What to produce >> Once you find the line in the listing below that contains "One point belongs on each instance of the fur", copy it and every following line exactly, stopping at the end.

The input >>
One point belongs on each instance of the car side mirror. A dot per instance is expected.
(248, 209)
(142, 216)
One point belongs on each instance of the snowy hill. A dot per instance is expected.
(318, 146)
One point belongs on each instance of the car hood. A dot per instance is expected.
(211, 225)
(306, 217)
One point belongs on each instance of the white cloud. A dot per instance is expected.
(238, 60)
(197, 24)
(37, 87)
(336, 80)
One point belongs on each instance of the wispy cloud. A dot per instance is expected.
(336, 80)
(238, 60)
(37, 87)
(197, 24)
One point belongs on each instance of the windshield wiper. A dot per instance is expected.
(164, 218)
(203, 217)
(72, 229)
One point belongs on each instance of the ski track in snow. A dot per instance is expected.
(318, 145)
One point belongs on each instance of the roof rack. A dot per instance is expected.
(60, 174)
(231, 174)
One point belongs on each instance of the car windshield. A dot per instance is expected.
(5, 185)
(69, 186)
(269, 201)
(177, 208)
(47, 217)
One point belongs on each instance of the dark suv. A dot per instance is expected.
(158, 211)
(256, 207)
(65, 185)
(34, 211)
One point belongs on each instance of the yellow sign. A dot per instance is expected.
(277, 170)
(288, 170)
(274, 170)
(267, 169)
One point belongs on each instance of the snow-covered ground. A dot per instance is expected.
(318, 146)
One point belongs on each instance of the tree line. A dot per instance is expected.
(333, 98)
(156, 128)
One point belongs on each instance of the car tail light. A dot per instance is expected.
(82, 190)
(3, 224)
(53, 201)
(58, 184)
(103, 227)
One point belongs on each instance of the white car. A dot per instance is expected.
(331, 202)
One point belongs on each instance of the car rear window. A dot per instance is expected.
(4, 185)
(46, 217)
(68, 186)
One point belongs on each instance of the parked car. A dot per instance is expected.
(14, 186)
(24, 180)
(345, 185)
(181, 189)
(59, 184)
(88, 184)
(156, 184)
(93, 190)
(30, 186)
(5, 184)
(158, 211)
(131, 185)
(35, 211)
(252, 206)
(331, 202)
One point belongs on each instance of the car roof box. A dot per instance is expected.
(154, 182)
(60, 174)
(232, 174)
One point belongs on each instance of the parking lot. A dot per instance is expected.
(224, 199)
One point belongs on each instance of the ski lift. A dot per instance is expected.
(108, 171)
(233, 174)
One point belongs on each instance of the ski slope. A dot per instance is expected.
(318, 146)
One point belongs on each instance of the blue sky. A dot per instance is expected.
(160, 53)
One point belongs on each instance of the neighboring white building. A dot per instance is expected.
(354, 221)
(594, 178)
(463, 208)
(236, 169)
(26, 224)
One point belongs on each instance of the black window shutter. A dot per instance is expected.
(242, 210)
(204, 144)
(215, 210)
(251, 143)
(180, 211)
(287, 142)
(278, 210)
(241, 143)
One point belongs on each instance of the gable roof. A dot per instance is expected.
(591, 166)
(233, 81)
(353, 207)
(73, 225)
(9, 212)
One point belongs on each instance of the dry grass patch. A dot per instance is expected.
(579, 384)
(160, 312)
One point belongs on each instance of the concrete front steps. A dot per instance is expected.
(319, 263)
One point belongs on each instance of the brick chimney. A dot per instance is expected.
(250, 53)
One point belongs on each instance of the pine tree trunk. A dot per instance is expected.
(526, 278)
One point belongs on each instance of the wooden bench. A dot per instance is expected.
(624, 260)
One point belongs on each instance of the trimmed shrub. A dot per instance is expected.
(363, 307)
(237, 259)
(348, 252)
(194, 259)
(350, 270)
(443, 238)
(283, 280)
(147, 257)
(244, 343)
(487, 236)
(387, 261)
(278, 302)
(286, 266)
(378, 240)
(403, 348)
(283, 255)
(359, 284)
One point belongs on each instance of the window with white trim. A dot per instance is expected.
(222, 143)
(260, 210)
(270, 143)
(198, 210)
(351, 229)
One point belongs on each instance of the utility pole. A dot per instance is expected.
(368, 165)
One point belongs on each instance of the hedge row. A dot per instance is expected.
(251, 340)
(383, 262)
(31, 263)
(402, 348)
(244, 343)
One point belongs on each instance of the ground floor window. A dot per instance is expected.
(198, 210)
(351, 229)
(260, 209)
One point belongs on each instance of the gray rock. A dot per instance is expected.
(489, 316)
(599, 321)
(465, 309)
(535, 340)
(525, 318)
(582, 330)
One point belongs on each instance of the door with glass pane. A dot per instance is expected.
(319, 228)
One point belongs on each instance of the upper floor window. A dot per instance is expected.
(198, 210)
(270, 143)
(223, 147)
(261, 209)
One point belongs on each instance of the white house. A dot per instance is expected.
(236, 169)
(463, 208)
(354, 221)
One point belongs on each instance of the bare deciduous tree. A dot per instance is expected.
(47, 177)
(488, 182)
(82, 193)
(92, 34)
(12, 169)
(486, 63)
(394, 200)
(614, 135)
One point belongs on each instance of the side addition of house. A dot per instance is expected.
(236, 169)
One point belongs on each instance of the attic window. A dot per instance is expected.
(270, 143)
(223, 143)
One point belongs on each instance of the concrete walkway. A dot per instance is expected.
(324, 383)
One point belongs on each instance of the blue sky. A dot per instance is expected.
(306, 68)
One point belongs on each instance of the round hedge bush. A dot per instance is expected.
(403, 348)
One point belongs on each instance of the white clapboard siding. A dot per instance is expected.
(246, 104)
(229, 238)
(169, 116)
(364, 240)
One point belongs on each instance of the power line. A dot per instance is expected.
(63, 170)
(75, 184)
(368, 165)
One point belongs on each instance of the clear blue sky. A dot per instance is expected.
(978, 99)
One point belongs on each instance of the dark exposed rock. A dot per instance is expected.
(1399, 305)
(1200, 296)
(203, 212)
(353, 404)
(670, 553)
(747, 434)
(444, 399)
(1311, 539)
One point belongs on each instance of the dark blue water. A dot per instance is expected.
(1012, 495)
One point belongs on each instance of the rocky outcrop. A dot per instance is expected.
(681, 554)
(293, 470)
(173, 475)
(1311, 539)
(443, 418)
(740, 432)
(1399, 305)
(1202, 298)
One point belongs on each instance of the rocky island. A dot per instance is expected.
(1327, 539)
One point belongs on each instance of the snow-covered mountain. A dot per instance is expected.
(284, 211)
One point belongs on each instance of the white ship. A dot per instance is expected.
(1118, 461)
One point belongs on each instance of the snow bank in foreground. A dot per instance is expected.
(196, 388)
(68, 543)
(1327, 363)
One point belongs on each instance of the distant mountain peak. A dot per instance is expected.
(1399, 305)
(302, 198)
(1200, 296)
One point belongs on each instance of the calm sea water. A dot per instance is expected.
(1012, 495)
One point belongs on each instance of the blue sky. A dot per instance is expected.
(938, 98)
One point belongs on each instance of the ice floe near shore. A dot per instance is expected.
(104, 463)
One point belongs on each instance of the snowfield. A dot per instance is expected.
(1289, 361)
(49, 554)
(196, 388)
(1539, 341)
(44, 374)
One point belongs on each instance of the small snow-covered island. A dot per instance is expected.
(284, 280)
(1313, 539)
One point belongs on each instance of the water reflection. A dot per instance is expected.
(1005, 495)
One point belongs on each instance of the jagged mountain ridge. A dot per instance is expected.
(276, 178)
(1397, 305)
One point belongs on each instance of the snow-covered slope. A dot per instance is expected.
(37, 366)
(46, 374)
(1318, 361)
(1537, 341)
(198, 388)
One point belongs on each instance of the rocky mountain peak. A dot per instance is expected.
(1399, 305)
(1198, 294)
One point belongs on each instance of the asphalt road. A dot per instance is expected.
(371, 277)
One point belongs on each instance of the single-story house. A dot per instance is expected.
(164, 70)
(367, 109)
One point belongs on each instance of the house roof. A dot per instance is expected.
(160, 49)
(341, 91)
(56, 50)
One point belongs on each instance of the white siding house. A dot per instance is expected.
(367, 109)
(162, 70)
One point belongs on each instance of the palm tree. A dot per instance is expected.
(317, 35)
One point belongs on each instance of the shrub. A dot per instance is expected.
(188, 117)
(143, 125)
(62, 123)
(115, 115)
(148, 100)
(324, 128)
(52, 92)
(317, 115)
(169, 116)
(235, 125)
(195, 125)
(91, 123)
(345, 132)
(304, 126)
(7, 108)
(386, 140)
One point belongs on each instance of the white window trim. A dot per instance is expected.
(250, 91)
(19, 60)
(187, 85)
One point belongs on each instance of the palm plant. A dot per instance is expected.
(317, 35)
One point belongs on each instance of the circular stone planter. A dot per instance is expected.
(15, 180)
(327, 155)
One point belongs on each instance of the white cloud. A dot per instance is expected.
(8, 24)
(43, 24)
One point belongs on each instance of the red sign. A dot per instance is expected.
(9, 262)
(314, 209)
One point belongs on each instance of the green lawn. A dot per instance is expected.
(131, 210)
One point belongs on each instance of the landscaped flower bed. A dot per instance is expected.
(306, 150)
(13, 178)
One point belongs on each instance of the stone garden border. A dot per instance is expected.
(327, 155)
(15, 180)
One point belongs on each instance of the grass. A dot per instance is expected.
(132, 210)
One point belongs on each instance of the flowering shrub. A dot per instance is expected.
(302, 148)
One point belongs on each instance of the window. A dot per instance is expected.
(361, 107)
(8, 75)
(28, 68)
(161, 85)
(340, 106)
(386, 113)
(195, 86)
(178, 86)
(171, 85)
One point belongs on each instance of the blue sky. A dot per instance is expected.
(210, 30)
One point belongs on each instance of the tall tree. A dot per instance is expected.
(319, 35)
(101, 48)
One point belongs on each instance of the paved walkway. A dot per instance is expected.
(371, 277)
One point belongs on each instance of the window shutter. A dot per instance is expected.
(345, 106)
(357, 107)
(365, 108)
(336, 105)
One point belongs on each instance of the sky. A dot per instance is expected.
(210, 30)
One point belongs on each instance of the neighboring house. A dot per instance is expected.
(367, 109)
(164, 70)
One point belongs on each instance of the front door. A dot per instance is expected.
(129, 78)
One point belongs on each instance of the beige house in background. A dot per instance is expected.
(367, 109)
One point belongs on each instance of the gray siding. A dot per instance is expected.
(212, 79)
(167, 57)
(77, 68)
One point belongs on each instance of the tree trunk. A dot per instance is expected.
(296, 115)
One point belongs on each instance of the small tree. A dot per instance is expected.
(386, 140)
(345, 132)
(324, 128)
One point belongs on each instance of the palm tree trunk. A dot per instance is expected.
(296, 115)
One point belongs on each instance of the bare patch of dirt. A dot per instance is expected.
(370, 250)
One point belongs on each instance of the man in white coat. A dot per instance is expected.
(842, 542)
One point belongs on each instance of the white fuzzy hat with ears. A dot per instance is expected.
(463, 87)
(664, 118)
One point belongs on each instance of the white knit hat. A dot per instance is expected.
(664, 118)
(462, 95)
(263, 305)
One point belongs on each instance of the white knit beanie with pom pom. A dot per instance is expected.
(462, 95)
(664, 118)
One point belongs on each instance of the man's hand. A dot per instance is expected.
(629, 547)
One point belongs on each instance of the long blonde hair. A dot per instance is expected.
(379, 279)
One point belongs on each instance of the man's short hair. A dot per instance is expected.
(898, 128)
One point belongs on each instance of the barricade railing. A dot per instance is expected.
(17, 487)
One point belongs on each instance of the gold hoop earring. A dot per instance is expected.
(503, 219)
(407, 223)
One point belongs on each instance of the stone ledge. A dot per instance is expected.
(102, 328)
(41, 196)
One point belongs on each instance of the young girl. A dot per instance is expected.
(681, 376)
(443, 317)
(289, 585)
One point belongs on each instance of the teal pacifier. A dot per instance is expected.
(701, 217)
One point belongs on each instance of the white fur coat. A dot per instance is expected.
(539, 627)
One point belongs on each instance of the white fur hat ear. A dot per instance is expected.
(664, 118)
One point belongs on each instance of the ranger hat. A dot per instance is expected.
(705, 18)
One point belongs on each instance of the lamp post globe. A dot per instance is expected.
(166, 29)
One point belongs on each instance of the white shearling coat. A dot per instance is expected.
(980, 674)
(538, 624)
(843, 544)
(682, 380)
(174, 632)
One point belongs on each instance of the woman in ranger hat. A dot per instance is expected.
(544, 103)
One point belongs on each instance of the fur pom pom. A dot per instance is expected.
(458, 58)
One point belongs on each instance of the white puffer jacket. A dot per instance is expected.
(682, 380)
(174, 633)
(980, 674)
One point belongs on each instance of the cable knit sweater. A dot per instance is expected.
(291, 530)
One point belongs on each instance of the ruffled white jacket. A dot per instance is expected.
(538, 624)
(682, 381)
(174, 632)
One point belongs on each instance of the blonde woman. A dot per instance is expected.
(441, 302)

Answer section >>
One point belongs on each instance of the fur pom pom. A dot per instance is expected.
(458, 58)
One point belongs on each instance of the white puffer jacket. A dot per instance is expected.
(682, 380)
(174, 633)
(980, 674)
One point belongs on each instance of the cable knit sweater. A dot per instance is expected.
(291, 530)
One point belongs on each instance of the ruffled white jacket. A dot per instance is expected.
(538, 624)
(682, 381)
(174, 632)
One point belongs on each instance of the blonde woman. A dot per instance is expected.
(441, 302)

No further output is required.